Update the material starting at its first line and ending at the line containing "positive clicks: (77, 91) (50, 41)", replacing "rough mask" with "coarse mask" and leaving everything else as it is.

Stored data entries
"""
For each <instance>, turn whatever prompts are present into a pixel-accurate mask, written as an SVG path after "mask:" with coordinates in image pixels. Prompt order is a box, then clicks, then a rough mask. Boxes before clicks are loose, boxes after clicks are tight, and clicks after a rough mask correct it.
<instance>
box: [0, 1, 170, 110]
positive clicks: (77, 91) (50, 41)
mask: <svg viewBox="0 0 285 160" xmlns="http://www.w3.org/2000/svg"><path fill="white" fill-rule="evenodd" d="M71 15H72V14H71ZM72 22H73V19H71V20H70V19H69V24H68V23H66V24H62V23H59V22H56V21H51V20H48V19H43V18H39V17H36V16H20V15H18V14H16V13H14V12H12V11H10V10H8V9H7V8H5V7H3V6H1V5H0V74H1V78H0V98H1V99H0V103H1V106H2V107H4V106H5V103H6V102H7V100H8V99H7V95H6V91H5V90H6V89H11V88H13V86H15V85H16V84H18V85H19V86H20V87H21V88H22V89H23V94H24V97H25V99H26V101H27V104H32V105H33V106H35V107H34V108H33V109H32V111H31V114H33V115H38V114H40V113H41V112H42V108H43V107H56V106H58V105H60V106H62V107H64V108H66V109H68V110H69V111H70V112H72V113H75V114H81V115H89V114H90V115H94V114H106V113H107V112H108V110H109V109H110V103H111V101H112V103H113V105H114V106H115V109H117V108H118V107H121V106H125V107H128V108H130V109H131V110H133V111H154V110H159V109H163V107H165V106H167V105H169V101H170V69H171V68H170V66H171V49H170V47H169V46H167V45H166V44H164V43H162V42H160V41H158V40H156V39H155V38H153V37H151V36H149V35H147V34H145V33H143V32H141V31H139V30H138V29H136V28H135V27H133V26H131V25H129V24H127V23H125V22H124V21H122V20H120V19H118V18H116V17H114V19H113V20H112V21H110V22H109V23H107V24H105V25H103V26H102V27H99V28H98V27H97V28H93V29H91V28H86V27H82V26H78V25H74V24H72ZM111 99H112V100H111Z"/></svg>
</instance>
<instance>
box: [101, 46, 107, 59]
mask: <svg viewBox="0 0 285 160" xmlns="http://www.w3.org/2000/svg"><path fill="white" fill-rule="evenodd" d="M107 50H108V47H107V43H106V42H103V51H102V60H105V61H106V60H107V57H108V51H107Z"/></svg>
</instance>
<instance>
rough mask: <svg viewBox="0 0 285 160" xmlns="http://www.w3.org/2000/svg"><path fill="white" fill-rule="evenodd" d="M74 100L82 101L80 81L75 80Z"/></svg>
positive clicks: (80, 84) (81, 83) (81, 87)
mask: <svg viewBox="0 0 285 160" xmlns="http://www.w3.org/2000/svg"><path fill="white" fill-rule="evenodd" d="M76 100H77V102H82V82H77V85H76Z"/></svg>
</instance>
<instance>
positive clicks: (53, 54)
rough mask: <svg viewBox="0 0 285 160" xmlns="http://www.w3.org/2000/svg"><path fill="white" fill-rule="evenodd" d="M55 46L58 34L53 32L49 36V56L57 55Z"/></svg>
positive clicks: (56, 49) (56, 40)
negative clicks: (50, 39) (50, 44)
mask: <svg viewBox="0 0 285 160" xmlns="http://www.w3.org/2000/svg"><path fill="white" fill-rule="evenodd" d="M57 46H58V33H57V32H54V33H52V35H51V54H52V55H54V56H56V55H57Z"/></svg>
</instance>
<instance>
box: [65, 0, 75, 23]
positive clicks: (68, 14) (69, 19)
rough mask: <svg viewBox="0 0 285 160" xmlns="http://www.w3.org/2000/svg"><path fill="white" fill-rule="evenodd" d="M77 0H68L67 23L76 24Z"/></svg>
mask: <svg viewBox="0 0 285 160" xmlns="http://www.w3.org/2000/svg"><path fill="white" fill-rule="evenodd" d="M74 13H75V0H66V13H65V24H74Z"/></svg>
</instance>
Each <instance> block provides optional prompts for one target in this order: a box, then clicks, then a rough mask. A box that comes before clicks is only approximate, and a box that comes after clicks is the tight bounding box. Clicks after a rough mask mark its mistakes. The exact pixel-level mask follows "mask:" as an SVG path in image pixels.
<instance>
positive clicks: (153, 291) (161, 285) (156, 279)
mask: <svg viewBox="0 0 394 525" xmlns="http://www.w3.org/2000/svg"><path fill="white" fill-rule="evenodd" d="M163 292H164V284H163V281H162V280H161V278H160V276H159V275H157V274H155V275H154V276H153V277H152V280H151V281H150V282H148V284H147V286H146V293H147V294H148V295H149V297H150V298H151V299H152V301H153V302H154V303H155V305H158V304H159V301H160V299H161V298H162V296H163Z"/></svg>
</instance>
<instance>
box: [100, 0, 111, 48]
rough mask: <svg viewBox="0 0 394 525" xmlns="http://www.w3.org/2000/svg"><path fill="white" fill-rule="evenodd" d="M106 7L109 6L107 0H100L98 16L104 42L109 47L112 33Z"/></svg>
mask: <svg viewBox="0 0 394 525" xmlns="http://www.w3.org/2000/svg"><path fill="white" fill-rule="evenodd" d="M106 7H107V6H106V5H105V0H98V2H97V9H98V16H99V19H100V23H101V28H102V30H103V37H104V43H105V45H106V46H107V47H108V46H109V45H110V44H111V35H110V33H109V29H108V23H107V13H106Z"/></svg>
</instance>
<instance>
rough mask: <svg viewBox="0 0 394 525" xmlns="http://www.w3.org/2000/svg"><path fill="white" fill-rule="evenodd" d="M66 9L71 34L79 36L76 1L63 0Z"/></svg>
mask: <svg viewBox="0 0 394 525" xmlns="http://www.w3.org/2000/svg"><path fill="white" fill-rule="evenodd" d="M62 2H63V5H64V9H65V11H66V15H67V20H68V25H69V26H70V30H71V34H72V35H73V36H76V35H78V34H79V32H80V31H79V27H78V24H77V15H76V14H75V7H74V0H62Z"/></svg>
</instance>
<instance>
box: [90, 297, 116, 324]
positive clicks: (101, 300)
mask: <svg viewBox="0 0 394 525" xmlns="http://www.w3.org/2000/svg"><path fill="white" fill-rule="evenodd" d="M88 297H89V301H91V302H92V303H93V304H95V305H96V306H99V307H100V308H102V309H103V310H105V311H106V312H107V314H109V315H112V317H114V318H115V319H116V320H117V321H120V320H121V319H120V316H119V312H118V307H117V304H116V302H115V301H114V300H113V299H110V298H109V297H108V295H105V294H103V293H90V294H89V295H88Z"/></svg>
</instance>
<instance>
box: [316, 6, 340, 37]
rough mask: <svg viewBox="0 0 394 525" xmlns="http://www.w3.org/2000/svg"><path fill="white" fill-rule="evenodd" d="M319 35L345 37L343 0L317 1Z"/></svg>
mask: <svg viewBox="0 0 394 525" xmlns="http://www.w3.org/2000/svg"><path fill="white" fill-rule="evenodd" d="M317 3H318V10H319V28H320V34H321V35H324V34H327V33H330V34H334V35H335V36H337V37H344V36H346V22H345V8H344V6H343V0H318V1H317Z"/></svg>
"""
### Answer to this task
For each <instance>, turn whatever prompts are present into a pixel-accurate mask, written as an SVG path after "mask:" with coordinates in image pixels. Prompt order is a box, then clicks, then a coarse mask. Boxes before clicks are loose, boxes after clicks are tight, and clicks after a coarse mask correct it.
<instance>
box: [0, 1, 170, 110]
positive clicks: (77, 91) (50, 41)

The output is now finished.